Begin Recorded data
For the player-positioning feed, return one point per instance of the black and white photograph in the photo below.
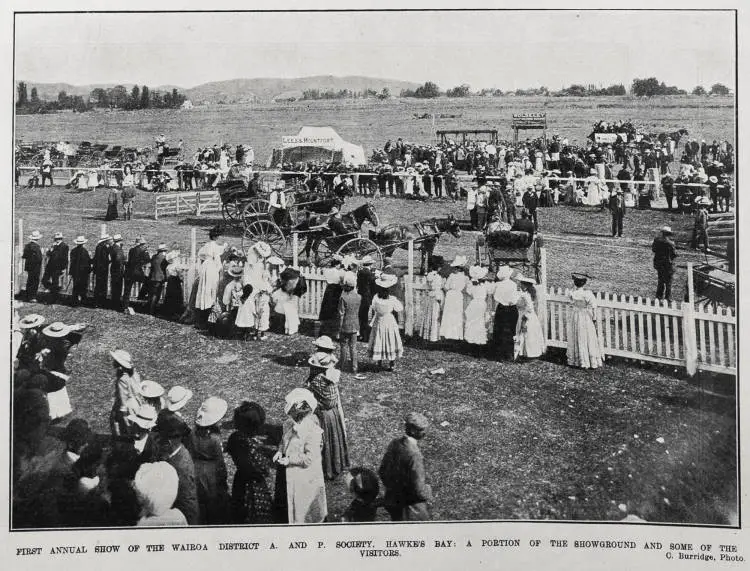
(273, 268)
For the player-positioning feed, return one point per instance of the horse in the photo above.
(317, 229)
(425, 235)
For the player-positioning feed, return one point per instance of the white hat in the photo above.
(297, 396)
(386, 280)
(459, 262)
(177, 397)
(263, 249)
(477, 272)
(56, 329)
(122, 357)
(504, 272)
(212, 410)
(145, 416)
(151, 389)
(30, 321)
(325, 342)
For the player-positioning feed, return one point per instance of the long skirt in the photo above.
(385, 339)
(504, 329)
(335, 449)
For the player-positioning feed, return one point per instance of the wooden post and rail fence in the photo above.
(681, 334)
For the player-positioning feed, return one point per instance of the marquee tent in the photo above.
(317, 144)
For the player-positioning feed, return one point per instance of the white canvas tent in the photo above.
(318, 144)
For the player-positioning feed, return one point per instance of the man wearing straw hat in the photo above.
(32, 254)
(57, 262)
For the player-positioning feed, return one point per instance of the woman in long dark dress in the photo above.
(251, 499)
(208, 457)
(506, 314)
(322, 382)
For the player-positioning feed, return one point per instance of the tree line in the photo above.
(117, 97)
(647, 87)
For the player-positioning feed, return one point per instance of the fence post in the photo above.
(19, 261)
(409, 317)
(295, 249)
(688, 327)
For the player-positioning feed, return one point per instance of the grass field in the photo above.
(534, 440)
(577, 239)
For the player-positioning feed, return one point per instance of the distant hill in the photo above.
(240, 90)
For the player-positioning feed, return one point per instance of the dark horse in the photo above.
(316, 228)
(425, 235)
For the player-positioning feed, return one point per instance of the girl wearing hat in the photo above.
(251, 501)
(300, 487)
(385, 340)
(584, 349)
(475, 331)
(428, 327)
(506, 313)
(205, 447)
(323, 383)
(530, 342)
(209, 274)
(452, 320)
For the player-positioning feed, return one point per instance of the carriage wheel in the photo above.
(254, 210)
(360, 247)
(266, 231)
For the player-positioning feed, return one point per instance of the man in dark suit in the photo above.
(617, 209)
(32, 254)
(402, 472)
(170, 430)
(79, 270)
(116, 270)
(157, 276)
(138, 259)
(531, 203)
(57, 263)
(664, 255)
(101, 270)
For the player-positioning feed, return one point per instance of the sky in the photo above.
(499, 49)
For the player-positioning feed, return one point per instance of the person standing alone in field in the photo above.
(403, 474)
(664, 255)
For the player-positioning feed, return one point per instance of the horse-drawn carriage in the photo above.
(510, 247)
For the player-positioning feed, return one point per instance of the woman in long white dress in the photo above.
(452, 320)
(475, 329)
(428, 326)
(584, 348)
(530, 342)
(209, 272)
(385, 339)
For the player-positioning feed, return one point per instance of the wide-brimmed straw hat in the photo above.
(386, 280)
(31, 321)
(151, 389)
(177, 397)
(325, 342)
(122, 357)
(212, 410)
(56, 329)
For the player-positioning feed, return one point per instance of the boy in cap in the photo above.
(32, 254)
(402, 472)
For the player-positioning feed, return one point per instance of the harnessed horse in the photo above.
(425, 234)
(317, 227)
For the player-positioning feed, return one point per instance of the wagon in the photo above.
(512, 249)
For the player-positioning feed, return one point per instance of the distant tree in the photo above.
(716, 89)
(462, 90)
(145, 98)
(23, 96)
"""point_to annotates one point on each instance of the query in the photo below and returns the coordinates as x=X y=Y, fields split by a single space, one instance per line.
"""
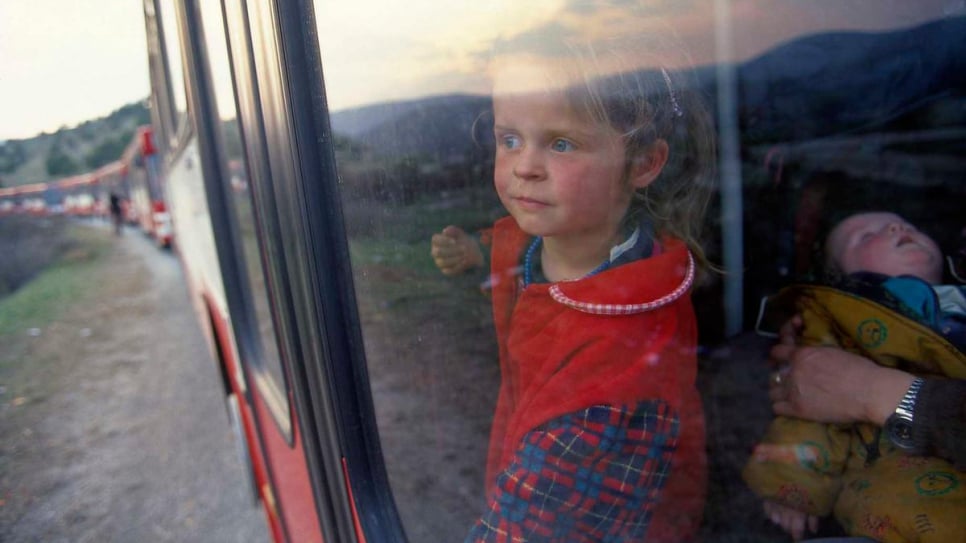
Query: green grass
x=72 y=279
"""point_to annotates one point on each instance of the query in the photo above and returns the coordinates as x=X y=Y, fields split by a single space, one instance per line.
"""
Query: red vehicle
x=309 y=149
x=146 y=207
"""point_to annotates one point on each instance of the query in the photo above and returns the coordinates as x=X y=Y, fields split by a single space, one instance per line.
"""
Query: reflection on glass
x=837 y=106
x=262 y=338
x=169 y=25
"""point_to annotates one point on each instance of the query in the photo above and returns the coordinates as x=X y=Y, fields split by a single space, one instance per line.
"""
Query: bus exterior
x=147 y=204
x=361 y=381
End Recorded data
**Exercise directions**
Do not include images; quote all of the entries above exactly.

**Solution to this problem**
For the player-positioning feed, return one point per instance of the black and white photograph in the photo below.
(273, 268)
For the player-positioning feed, return one point per instance of the horse in the photo above.
(317, 229)
(425, 235)
For the player-positioning feed, return one point per instance of the white hat in the photo above.
(297, 396)
(386, 280)
(459, 262)
(177, 397)
(263, 249)
(477, 272)
(56, 329)
(122, 357)
(504, 272)
(212, 410)
(145, 416)
(151, 389)
(30, 321)
(325, 342)
For the player-positioning feed, return one point per instance of the long skirt in the photo above.
(385, 339)
(504, 329)
(335, 449)
For the player-positioning feed, return one point per instance of the wooden post and rail fence in the photo above.
(681, 334)
For the player-positioning feed, return one point per instance of the marquee tent in the photo above.
(317, 144)
For the player-positioning feed, return one point per instance of the white canvas tent in the photo above.
(318, 144)
For the player-positioning feed, return one point per instance of the man wearing straw hat in the photo above.
(32, 254)
(57, 262)
For the player-positioning feed, return one point per instance of the woman in long dark dress in the photo above.
(251, 499)
(208, 457)
(506, 314)
(322, 382)
For the player-positioning feed, return one point per instance of the tree line in the photo above.
(117, 97)
(647, 87)
For the player-positioning feed, return one point per instance of the fence post in the photo above.
(19, 261)
(409, 317)
(295, 249)
(688, 327)
For the player-positioning feed, return one point per instance of the grass field in the photo above.
(534, 440)
(577, 239)
For the player-positioning feed, return one point per instance of the distant hill in the photo above.
(240, 90)
For the player-positioning feed, return one point per instance of the dark horse in the photo above.
(316, 228)
(425, 235)
For the player-positioning feed, return one point per instance of the girl wearing hat in the photo above.
(251, 501)
(300, 487)
(385, 340)
(584, 349)
(475, 331)
(428, 327)
(506, 313)
(205, 447)
(323, 383)
(530, 342)
(209, 274)
(452, 320)
For the player-positioning feed, return one point per instance of the carriage wheel in the photo above.
(254, 210)
(360, 247)
(266, 231)
For the player-positioning feed, return one point per instance of the man in dark suit in the photo above.
(617, 209)
(32, 254)
(402, 472)
(170, 430)
(79, 270)
(116, 270)
(157, 276)
(138, 259)
(531, 203)
(57, 263)
(664, 255)
(101, 270)
For the player-positioning feed, return one point per instance of the sky in the photo above.
(499, 49)
For the player-positioning feed, return one point per instance of the person standing alone in field in the photo above.
(403, 474)
(664, 255)
For the player-positioning feed, return one point per instance of the horse-drawn carriage in the photo above.
(510, 247)
For the player-positioning feed, return one point per instance of the woman in long white dress in the photo above.
(452, 320)
(475, 329)
(428, 326)
(584, 348)
(530, 342)
(209, 272)
(385, 339)
For the player-positioning feed, return one point per instance of the wide-brimmed straw hat in the photo above.
(386, 280)
(31, 321)
(151, 389)
(177, 397)
(325, 342)
(122, 357)
(212, 410)
(56, 329)
For the player-positioning feed, return one point per instance of the boy in cap in the photo above.
(32, 254)
(402, 472)
For the player-positioning feed, return one point per instance of the harnessed horse in the photo above.
(425, 234)
(317, 227)
For the player-positioning feed, return one point per instance of the wagon in the photo above.
(512, 249)
For the player-positioning feed, return one point per instance of the distant tree in the photo above.
(716, 89)
(462, 90)
(145, 98)
(23, 96)
"""point_to annotates one point on each instance of the query in the photo below and returns the coordinates as x=X y=Y, fields split by a single space, one instance per line.
"""
Query: green grass
x=72 y=279
"""point_to annotates one point on each instance of the query in the photo above and returns the coordinates as x=X y=Y, fields split by a single space, one instance per line.
"""
Query: red vehicle
x=309 y=149
x=146 y=207
"""point_to annotates one point on each instance of the query in the photo above and returns the coordinates as x=X y=Y, fields split by a single space, one instance per line.
"""
Query: reflection on glass
x=837 y=106
x=262 y=338
x=169 y=25
"""point_to annotates one point on each instance of the query in the photo above and returns the coordinates as x=X y=Y, fields split by a single space, one instance per line.
"""
Query: bus exterior
x=147 y=204
x=361 y=381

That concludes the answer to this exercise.